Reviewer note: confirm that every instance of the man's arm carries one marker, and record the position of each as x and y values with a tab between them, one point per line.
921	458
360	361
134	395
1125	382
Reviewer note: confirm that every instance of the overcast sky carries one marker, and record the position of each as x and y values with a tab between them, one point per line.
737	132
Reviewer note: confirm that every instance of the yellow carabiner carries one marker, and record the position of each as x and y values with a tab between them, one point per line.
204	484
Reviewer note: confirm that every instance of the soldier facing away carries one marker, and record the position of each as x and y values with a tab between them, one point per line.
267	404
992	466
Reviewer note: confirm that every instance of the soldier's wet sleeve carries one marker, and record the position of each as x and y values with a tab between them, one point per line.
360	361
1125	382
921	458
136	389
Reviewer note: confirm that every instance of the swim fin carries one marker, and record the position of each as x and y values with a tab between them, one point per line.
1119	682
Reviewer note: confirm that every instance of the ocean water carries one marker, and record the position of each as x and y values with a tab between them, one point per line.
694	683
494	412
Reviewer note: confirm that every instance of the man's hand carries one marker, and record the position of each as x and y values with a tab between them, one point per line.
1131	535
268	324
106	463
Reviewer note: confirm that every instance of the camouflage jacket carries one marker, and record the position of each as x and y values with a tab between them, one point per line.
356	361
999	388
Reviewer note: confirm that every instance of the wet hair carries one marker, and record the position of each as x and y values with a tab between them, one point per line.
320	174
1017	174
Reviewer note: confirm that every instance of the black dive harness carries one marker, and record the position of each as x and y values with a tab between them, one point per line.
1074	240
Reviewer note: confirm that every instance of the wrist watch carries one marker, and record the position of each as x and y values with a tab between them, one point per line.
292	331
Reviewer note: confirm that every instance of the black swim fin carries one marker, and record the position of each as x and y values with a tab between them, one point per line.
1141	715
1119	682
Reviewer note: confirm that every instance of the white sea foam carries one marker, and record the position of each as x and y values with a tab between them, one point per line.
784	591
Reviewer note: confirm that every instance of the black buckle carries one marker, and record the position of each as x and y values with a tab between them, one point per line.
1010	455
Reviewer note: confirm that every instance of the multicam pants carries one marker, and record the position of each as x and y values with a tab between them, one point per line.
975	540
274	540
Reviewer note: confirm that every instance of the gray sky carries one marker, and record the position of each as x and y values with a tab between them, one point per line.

> [WHAT THE EXERCISE ASKS]: Print all the data exactly.

> [ANSWER SPACE]:
Reviewer note: confirm that every instance of the man's arm carries one marker, and record the position of each as x and y values with a tab between them, one point per line.
921	458
360	361
134	395
1125	382
Reviewer note: confirm that every instance of the overcast sky carries one marker, and record the position of each as x and y values with a tab between them, one point per line.
737	132
Reviewer note: confirm that every instance of the yellow carabiner carries one marker, and record the position of each as x and y values with a tab between them, one point per line.
204	484
Reviewer note: confirm that every instance of the soldier facing away carries one marker, and record the position of each as x and y values with a tab between them, one point per line.
267	404
992	466
Reviewer note: confirm that every instance of the soldier's wet sleeve carries one marker, and record the position of each as x and y values with a tab between them, one point per line.
360	361
1125	382
921	458
136	389
Reviewer note: confirm that every instance of the swim fin carries one marker, and record the position of each as x and y values with a tab between them, one point per line.
1119	682
Reviewer note: confirm that every instance of the ocean water carries one marker, and record the position of each as x and y values with a tab between them, one point per line.
694	683
494	412
Reviewer note: confirm that every instance of the man's hand carries one marker, and record the position of each as x and y values with a tab between them, one point per line.
1131	535
268	324
106	463
Reviewer note: confirm that every instance of the camouflage jacket carries one marker, and record the position of each as x and y values with a tab between them, one point per line.
356	361
999	388
Reviewer note: confirm that every instance of the wet hair carries one marker, and record the position of each as x and y values with a tab between them, one point per line.
320	174
1017	174
Reviewer note: confirm that every instance of the black dive harness carries one marker, and record the position of each as x and y values with a tab between them, one point per line.
1074	240
Reviewer note: confirm that every instance of the wrist watch carries one marker, and record the position of each as x and y values with a tab between them, one point per line.
292	331
Reviewer note: confirm that every instance of the black swim fin carries one marker, and record the position of each as x and y values with a tab between them, one point per line.
1141	715
1119	682
Reviewer note: confirm that every instance of the white sea foam carries one marker, and record the position of each as x and y values with a tab between them, one point per line.
784	591
Reviewer note: confirm that every instance of the black buckle carries one marker, and record the position of each as x and y values with a tab between them, one point per line.
1010	455
Reviewer note: confirm that every instance of the multicam pants carries one marker, and record the position of each as x and y values with a tab between them, one point per line.
975	540
274	540
Reviewer note: confirm that every instance of the gray sky carries one marker, and record the position of each as x and y values with a tab between them, one point per line.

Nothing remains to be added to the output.